BEGIN Document text

Parties to a given IIA are presented as a character string delimited by commas. For each IIA, I transform this value into a list containing elements representing each party. However, some parties’ names comprise commas too, e.g., Republic of Korea is given as “Korea, Republic of”. To delimit parties, I first correct the names of parties which contain commas. The names of these parties, as well as their replacement values, were identified manually, which are represented by the list correctnames.⁷ Using the correctname_function, country names are standardised.

correctnames <- list(
  # list(original, replacement)
    list("Korea, Republic of","Republic of Korea"),
    list("Moldova, Republic of", "Republic of Moldova"),
    list("Iran, Islamic Republic of", "Islamic Republic of Iran"),
    list("Bolivia, Plurinational State of", "Plurinational State of Bolivia"),
    list("Korea, Dem. People's Rep. of", "Dem. People's Rep. of Korea"),
    list("Venezuela, Bolivarian Republic of", "Bolivarian Republic of Venezuela"),
    list("Congo, Democratic Republic of the", "Democratic Republic of the Congo"),
    list("Tanzania, United Republic of", "United Republic of Tanzania"),
    list("Micronesia, Federated States of", "Federated States of Micronesia")
)

correctname_function <- function(incorrectnamevector){
  temp_names <- incorrectnamevector
  for (i in 1:length(correctnames)) {
    temp_names <- gsub(
      pattern = correctnames[[i]][1],
      replacement = correctnames[[i]][2],
      x = temp_names,
      ignore.case = T
    )
  }
  return(temp_names)
}

iia_table$Parties <- iia_table$Parties %>% 
  lapply(correctname_function) %>% unlist()

END Document text

**Written request A:**
Could you recast the listing as a numbered list with blank lines omitted, starting at its first line and ending at the line containing "[(80, 777), (590, 788), (519, 776)]", both included, and leaving out the pictures?

BEGIN The input

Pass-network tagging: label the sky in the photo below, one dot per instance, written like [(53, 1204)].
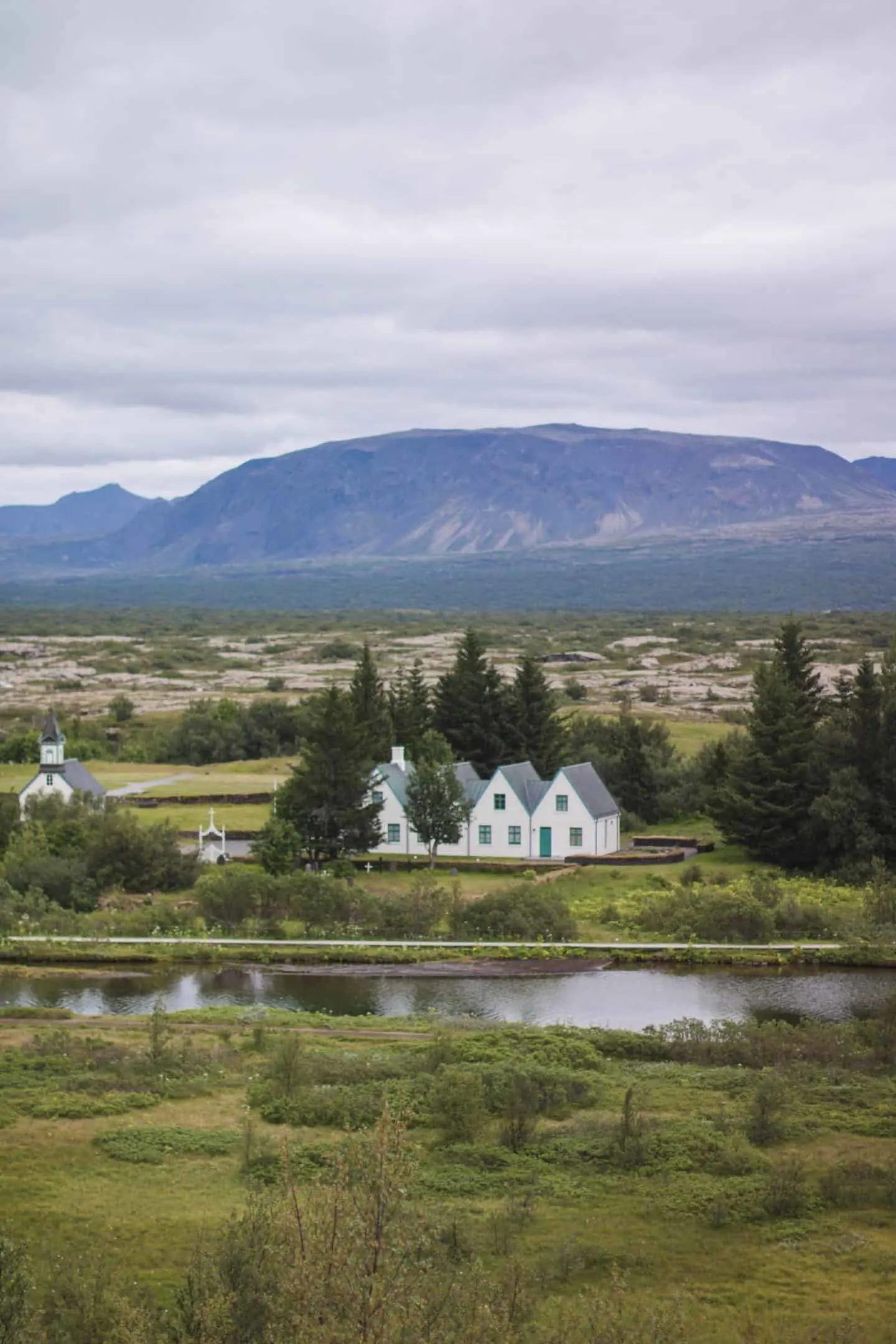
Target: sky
[(230, 229)]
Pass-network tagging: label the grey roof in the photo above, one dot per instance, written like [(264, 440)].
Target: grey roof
[(398, 777), (50, 732), (77, 775), (519, 776), (395, 777), (81, 778), (535, 791), (592, 790)]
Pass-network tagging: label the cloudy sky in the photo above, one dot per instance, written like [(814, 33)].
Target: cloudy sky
[(235, 228)]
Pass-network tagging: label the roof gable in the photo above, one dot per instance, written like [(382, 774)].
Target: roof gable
[(80, 777), (590, 788), (519, 776)]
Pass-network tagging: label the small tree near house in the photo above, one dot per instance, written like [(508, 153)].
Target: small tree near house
[(437, 805)]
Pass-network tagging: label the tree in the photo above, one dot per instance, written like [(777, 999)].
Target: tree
[(277, 846), (410, 709), (121, 707), (457, 1104), (327, 799), (9, 819), (534, 714), (774, 777), (437, 805), (637, 761), (371, 706), (474, 709)]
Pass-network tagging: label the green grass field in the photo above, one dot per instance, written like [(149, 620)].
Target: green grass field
[(688, 1221)]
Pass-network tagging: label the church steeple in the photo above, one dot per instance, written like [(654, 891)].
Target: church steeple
[(53, 742)]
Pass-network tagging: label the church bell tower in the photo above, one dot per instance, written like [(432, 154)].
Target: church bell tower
[(53, 744)]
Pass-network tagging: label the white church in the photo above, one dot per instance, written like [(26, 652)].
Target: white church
[(55, 775), (515, 815)]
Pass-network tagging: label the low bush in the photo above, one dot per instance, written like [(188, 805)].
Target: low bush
[(523, 912), (156, 1146)]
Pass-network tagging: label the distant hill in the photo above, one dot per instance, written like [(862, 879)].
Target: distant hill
[(81, 514), (461, 492), (882, 468)]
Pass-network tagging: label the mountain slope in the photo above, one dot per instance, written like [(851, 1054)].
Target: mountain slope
[(81, 514), (437, 492), (882, 468)]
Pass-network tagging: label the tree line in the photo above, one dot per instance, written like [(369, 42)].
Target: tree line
[(812, 782)]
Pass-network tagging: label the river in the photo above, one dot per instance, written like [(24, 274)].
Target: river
[(623, 997)]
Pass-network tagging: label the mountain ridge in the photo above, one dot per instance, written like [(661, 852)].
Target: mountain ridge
[(78, 514), (453, 492)]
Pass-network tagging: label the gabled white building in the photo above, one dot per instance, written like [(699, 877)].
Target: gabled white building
[(57, 775), (515, 815)]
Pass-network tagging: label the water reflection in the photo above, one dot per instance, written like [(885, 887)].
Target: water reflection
[(630, 997)]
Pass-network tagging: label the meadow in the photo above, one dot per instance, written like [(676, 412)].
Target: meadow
[(730, 1186)]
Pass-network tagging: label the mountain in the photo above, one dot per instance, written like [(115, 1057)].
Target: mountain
[(81, 514), (455, 492), (882, 468)]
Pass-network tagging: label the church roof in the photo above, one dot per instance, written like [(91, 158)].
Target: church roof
[(75, 775), (52, 732), (81, 778)]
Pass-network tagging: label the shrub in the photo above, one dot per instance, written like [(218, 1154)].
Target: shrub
[(786, 1188), (765, 1124), (155, 1146), (457, 1105), (523, 912)]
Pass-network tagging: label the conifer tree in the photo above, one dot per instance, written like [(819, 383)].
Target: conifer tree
[(327, 797), (371, 706), (774, 778), (539, 733), (474, 709), (410, 707)]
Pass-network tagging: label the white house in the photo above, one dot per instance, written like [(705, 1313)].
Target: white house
[(57, 775), (515, 815)]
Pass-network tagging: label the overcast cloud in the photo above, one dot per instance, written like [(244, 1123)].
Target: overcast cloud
[(237, 228)]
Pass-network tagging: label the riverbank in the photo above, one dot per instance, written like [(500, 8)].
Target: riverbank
[(291, 953)]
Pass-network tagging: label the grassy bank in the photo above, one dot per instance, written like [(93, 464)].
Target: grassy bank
[(742, 1180)]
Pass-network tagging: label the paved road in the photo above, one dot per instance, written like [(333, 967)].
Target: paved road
[(128, 791), (432, 944)]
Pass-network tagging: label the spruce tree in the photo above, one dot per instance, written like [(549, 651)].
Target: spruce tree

END The input

**Written request B:**
How would you continue the passage on standardizing treaty party names, picking up right after its last line?

**Result A:**
1. Pass-network tagging: label the sky in the photo below, one dot per instance, written like [(53, 1204)].
2. Target: sky
3. [(230, 229)]
4. Pass-network tagging: label the grey roof in the photo above, one dot per instance, written like [(264, 440)].
5. Target: grey roof
6. [(398, 777), (50, 732), (77, 775), (519, 776), (395, 777), (81, 778), (535, 791), (592, 790)]
7. Pass-network tagging: label the cloudy sky in the photo above, one dot per instance, written like [(814, 33)].
8. Target: cloudy sky
9. [(235, 228)]
10. Pass-network tagging: label the roof gable in the photo above, one dot per instance, written like [(382, 774)].
11. Target: roof gable
12. [(80, 777), (590, 788), (519, 776)]

**Result B:**
Country Groupings

As it stands, the Parties column consists of character strings containing countries’ standardised names, as well as the names of country groupings, all delimited by commas. I want to replace country groupings in Parties with their corresponding sets of countries.

Hence, I obtain a list of all country groupings by scraping the table on the IIAs by Country Grouping webpage with an approach akin to that used before. Each grouping in the table contains a link to its dedicated webpage. I use a CSS selector to identify the elements in groupings_webpage which contain these links.⁸ I parse these links and merge them with the table listing all country groupings, i.e., groupings_table.

groupings_url <- "https://investmentpolicy.unctad.org/international-investment-agreements/by-country-grouping"
groupings_webpage <- read_html(groupings_url)
groupings_table <- html_table(groupings_webpage, header = T, trim = T)[[1]] %>% 
  select(Index = No., Name)

groupings_table$Links <- html_elements(groupings_webpage, ".min-one-line a") %>% 
  html_attrs() %>% 
  unlist() %>% 
  unname()

Groupings’ webpages, like that of the ACP, are devoted to providing additional information regarding their members, and the status of their IIA affiliations. For now, I am only interested in determining the country compositions of each grouping. I write a function to access groupings’ webpages using their corresponding links, which are relative to the website’s base URL.⁹ On each webpage, the function scrapes a vector of members, again with the use of the appropriate CSS selector.

Scraping country compositions from each country grouping’s dedicated webpage.

I use future_map from the furrr package to execute the function across multiple sessions to speed up operations. For each link, the function returns a single character string containing a grouping’s members delimited by commas, as in the original table of IIAs or iia_table. As before, I save the table as an RDS file for later use, and to avoid repeatedly scraping multiple pages.

grouping_members_function <- function(groupinglink){
  paste("https://investmentpolicy.unctad.org", groupinglink, sep = "") %>% 
    read_html(.) %>% 
    html_elements("#general a") %>% 
    html_text2() %>% 
    paste(collapse = ", ") %>% 
    return(.)
}

groupings_table$Members <- groupings_table$Links %>% 
  future_map(~grouping_members_function(groupinglink = .x)) %>% 
    unlist()

saveRDS(groupings_table, "data/groupings_table.rds")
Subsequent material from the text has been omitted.